▶ Problem statement
Would you return every entry below exactly as written, without its images?

▶ Information
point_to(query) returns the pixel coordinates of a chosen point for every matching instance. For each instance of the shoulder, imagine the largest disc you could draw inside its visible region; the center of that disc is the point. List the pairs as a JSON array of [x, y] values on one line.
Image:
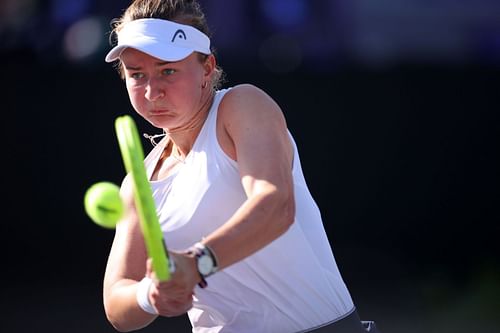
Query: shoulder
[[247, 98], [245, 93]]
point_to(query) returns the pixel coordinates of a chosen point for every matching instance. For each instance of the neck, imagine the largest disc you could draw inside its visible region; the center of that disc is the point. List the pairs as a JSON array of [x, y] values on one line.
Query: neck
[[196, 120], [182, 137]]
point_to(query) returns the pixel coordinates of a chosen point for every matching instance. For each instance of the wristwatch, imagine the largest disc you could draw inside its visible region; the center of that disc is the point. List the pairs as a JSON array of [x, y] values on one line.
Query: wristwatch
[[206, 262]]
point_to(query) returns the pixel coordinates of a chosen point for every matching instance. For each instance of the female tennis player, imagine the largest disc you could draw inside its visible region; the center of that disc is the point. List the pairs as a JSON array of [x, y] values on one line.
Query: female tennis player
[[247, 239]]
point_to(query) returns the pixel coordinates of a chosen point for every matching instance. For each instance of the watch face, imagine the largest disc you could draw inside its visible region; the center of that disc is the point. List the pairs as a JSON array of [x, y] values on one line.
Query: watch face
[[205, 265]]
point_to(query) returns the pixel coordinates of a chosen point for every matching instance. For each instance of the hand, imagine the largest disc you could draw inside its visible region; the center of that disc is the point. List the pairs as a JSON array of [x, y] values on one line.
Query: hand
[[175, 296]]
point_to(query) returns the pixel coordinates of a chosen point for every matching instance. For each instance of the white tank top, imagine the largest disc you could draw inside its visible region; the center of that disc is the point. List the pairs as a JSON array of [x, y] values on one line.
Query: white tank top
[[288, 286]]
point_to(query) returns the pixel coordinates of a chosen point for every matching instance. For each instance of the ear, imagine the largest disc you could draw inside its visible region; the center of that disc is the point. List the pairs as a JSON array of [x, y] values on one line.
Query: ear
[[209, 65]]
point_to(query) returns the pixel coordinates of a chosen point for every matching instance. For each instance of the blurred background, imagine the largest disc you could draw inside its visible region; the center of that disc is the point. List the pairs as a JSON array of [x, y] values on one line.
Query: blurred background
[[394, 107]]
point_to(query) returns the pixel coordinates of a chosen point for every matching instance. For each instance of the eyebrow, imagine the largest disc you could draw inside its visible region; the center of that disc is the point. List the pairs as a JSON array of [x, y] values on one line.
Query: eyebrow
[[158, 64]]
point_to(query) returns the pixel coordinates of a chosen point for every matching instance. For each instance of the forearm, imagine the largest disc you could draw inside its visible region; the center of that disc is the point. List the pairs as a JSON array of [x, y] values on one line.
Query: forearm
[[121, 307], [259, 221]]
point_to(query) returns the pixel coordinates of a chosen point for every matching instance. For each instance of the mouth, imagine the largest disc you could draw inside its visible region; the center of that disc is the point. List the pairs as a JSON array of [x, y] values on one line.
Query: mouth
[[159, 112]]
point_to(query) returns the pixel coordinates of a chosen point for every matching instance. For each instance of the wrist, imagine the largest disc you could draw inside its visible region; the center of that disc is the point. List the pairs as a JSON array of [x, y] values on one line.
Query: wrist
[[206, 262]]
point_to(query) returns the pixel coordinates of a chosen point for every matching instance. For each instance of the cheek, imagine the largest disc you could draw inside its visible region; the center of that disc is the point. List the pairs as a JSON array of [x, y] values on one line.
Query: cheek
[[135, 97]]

▶ Your solution
point_to(query) returns the pixel coordinates of a chosen point for every matching instance. For each instance of the shoulder, imagine the largest disc you could draw inside its visible region; the center of that disc is the point. List the pairs as a JSON array of [x, y] values on one line.
Image:
Query: shoulder
[[247, 98], [245, 93]]
point_to(query) returns the pixel coordinates of a chosen point for every matching instance. For each instance of the neck, imagine the largest disc you could draw inside its visible region; the center of that disc is the point. List the pairs as a JSON array of [x, y] values on one line.
Query: neck
[[196, 120], [182, 137]]
point_to(query) returns the pixel coordinates of a chosen point for every matching instance. For each instance of the wristwatch, imagine the largest disc you could draw inside its visible region; the center of that disc is the point. List the pairs as a JSON array of [x, y] values on one line.
Query: wristwatch
[[206, 262]]
point_to(query) returns the pixel coordinates of a chosen point for every matching instance. For each instance of the female tennis player, imagine the largest disc you could draw inside its visible region; the center of that disc is the point. List the pairs as a JSON array of [x, y] values on one line.
Query: female tennis player
[[247, 239]]
point_to(query) returns the pixel coordinates of a chosen point for every matching instance. For each instance of the watch face, imagine the largest disc you could draw inside its visible region; the center of that disc is the point. List the pairs as a JSON array of [x, y] values on one line.
Query: watch face
[[205, 265]]
point_to(query) returns the pixel coordinates of a chosen point for every matching instance. For each instance of the hand, imagine the largest disc you could draw inside its visible region; the center of that disc is the point. List the pairs as a JSON array of [x, y] values on one line.
Query: hand
[[175, 296]]
point_to(query) returns the pixel coordinates of a chosen point for every matching instance. For each instance of the white tank top, imagine the largest disc you could draw inside its visible region; the center of that disc is the point. List the pairs as a JSON array of [x, y] values on one line.
Query: white tank top
[[288, 286]]
point_to(query) returns the pixel coordinates of a chosen point for every matching instance. For each instance of the ear, imagine the largest disc you could draw inside its visible region; the center of that disc is the point. List the pairs as a JSON array of [x, y] values on one line.
Query: ear
[[209, 65]]
point_to(query) returns the pixel coordinates of a chosen point for every matching instance. For each instance of the blurred background, imagine the largest disc you could draw inside its visible region; the center of that disc is the point. List the pairs as a JSON array of [x, y] values on one line.
Query: blurred background
[[394, 107]]
point_to(query) returns the pixel coordinates of a chosen point for every matching instance. For each instance of the eyebrow, imagine the largest disc you could draw inside its visible region; the center of that disc is the point. List the pairs as a JSON array of [x, y] values on one line.
Query: eyebrow
[[158, 64]]
point_to(query) returns the pixel coordinates of a chosen point for every matching instance. For each instance of the forearm, imagine the largest disc you could draw inside its visible region; the center of that disc is the point. List the pairs as a JSON array of [x, y] values on one line.
Query: forearm
[[121, 307], [259, 221]]
point_to(query) returns the pixel coordinates of a chosen point for every matching instance. For each instance of the mouth, imagine the largest disc you could draw inside its visible region; the center of that disc is the point. List the pairs as a JSON array of [x, y] values on one line.
Query: mouth
[[159, 112]]
point_to(query) returns the pixel coordinates of a chosen point for every matching instance. For each instance of the wrist, imagine the largest disc you could draw inside its visible region; the center of that disc is the point. List the pairs as a JSON array of [x, y] values on one line.
Query: wrist
[[206, 262]]
point_to(query) returns the pixel coordinates of a chosen point for every matching instance. For each instance of the cheek, imagine the largest disc you could draw inside its visible region; the center of that disc is the point. List the pairs as a JSON array of [x, y] values on one line.
Query: cheek
[[135, 97]]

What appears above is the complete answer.